[Required work] A verbatim copy of the lines starting at the one with "Each instance of the man's white" and ending at the last line below is required; include nothing else.

[Supplied data]
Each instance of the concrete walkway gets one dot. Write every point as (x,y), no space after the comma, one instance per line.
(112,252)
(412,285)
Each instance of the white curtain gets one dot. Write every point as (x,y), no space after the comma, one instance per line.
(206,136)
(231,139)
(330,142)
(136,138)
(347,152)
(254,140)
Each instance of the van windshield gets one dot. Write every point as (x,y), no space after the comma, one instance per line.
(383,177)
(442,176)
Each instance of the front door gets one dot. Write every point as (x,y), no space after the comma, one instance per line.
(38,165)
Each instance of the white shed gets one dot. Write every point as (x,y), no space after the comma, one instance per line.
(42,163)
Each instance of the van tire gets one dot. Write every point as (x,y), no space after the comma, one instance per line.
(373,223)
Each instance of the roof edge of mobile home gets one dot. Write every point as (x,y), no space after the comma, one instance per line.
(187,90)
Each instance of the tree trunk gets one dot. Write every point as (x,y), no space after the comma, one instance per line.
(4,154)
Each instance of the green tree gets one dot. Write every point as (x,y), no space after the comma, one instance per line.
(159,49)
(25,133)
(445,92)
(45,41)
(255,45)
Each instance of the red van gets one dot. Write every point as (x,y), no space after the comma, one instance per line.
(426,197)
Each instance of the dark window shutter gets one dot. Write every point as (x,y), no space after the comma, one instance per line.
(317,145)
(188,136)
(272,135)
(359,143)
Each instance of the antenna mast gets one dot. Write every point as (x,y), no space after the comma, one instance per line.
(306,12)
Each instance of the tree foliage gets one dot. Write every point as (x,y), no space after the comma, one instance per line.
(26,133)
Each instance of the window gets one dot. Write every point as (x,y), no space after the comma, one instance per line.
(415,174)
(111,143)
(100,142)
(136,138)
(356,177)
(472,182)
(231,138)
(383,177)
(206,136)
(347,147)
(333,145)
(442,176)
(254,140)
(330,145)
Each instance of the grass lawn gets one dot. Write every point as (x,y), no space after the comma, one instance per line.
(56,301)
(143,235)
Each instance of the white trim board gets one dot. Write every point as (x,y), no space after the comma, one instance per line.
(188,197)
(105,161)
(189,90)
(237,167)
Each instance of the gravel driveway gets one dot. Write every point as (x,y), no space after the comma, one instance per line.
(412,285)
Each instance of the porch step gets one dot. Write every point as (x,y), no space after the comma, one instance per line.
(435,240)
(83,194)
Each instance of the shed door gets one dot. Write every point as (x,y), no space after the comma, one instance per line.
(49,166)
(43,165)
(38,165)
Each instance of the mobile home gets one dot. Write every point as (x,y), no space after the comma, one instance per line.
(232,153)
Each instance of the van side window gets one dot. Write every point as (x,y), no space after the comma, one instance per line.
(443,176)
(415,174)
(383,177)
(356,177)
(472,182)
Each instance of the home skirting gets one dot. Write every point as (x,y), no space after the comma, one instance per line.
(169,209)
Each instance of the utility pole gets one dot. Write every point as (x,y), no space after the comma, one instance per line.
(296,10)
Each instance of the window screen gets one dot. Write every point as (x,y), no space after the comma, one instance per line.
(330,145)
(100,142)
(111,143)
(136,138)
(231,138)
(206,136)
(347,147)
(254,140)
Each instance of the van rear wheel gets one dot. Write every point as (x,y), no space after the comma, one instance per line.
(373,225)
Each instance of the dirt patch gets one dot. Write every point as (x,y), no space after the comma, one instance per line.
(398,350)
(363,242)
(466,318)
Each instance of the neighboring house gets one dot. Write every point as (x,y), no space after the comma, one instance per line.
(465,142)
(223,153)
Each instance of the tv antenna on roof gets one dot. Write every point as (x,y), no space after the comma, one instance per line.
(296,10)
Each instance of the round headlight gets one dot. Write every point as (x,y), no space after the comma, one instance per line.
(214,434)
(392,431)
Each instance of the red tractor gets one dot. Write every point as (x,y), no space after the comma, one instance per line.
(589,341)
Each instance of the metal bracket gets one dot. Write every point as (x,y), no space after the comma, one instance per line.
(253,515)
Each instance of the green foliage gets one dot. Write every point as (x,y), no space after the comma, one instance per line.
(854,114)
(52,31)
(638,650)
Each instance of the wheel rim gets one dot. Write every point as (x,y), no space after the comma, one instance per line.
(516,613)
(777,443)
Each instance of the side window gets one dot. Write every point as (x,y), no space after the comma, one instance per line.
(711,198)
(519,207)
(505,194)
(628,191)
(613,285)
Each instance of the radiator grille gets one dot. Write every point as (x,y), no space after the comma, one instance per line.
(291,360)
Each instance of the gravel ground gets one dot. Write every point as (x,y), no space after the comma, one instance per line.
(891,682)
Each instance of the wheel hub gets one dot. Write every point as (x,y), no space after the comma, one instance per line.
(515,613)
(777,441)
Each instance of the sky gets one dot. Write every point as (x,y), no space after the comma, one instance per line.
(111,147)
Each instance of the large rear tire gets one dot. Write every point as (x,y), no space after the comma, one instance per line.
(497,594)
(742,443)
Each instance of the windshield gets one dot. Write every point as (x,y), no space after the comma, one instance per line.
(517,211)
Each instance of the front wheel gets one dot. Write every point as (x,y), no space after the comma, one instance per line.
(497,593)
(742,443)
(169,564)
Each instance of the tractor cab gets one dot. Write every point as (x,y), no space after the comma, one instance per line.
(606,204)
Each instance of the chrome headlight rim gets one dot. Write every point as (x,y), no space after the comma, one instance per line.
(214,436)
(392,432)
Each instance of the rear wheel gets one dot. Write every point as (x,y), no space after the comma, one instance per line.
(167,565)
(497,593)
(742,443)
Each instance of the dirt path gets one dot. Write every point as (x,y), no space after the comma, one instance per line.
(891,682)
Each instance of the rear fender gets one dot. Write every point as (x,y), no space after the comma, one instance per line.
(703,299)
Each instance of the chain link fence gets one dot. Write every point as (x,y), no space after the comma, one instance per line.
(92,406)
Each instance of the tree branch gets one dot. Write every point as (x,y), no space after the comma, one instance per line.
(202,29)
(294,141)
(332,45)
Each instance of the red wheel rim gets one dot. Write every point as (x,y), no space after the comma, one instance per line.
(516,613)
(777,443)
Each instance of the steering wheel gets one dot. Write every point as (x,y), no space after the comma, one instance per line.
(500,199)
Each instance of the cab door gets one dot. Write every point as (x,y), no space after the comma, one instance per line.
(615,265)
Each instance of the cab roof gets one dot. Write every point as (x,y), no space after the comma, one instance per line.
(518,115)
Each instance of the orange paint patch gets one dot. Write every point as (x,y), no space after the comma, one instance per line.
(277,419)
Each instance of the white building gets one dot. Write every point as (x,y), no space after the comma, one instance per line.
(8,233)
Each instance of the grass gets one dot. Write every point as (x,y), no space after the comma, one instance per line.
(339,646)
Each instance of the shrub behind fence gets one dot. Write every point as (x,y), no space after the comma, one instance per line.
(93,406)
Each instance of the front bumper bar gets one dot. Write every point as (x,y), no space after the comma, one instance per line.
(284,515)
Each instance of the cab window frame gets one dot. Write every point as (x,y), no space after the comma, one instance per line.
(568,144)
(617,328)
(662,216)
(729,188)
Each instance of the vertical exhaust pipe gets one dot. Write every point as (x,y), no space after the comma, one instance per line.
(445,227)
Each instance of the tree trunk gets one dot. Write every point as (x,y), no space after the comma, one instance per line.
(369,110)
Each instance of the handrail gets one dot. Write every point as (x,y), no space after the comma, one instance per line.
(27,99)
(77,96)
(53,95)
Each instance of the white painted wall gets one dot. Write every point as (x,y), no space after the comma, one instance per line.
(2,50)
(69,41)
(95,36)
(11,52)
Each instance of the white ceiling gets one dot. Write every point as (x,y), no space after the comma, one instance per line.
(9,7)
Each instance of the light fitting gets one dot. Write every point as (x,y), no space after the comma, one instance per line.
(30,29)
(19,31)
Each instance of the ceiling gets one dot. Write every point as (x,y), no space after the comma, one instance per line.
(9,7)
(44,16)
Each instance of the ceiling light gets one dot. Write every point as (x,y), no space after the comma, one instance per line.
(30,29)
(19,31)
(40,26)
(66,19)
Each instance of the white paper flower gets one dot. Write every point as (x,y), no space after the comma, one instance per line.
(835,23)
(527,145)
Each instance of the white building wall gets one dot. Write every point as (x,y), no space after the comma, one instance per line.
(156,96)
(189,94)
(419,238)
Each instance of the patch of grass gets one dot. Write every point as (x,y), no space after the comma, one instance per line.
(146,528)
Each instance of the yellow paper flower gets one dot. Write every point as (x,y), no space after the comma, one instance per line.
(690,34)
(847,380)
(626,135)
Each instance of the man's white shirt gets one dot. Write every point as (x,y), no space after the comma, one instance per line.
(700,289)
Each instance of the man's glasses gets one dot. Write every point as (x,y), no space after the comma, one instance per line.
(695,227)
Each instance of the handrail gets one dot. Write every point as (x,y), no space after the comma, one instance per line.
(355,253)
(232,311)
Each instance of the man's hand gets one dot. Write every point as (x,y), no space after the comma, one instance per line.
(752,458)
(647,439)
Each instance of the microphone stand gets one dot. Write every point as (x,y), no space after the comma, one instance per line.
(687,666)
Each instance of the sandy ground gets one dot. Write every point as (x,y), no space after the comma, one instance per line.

[Exercise result]
Each instance of the man's white shirt gets one dot. Write every point as (x,y), no space after the comma, one instance per line.
(700,289)
Each instance of the man's glasses gets one dot. Write every point as (x,y), no space after the comma, one instance per line.
(695,227)
Each instance of the handrail gets one dot. Write every point as (x,y), no space after the comma, one instance per line.
(355,253)
(232,311)
Each instance of the man's hand gets one dot. Write every point as (x,y), no space after the comma, one instance per line.
(752,458)
(647,439)
Each instance of the microphone stand gets one dot. Write every point as (x,y), no space after the comma, one instance per line.
(687,666)
Each instance of the sandy ground gets one dot. Write every point as (x,y), no space after the comma, one instance per line.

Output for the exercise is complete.